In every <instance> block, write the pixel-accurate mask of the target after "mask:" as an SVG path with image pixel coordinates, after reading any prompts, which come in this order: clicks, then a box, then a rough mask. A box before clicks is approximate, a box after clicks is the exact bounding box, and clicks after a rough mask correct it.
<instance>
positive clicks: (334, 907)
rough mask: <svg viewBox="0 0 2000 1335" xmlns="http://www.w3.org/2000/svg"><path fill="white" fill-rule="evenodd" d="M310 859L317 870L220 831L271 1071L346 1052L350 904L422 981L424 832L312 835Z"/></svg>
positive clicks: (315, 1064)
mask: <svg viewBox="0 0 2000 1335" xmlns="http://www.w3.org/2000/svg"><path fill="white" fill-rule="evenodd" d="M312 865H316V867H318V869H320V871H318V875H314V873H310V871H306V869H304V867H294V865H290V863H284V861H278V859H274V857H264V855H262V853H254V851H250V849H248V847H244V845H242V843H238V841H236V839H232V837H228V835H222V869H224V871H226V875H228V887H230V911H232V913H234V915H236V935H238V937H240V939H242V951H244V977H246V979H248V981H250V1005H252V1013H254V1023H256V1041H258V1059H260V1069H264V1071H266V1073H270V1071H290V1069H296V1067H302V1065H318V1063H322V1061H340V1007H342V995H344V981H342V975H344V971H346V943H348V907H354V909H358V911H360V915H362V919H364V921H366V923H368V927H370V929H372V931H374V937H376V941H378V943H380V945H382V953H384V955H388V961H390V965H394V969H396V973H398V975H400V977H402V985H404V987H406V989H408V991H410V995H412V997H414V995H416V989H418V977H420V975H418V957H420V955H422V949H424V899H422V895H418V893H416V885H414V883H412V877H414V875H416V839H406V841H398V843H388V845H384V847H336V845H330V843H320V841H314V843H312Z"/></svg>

####

Exactly those lines that run from the start of the listing to the line containing "rough mask: <svg" should be output, and no others.

In every <instance> block, write the pixel-accurate mask of the target after "mask:" as an SVG path with image pixel coordinates, after reading any prompts, which come in this order: clicks, then a box, then a rough mask. A box before clicks is approximate, a box after clicks is the exact bounding box, and clicks after a rough mask correct it.
<instance>
positive clicks: (334, 907)
rough mask: <svg viewBox="0 0 2000 1335" xmlns="http://www.w3.org/2000/svg"><path fill="white" fill-rule="evenodd" d="M310 859L317 870L220 831L271 1071L346 1052L350 904L422 981L424 832L312 835Z"/></svg>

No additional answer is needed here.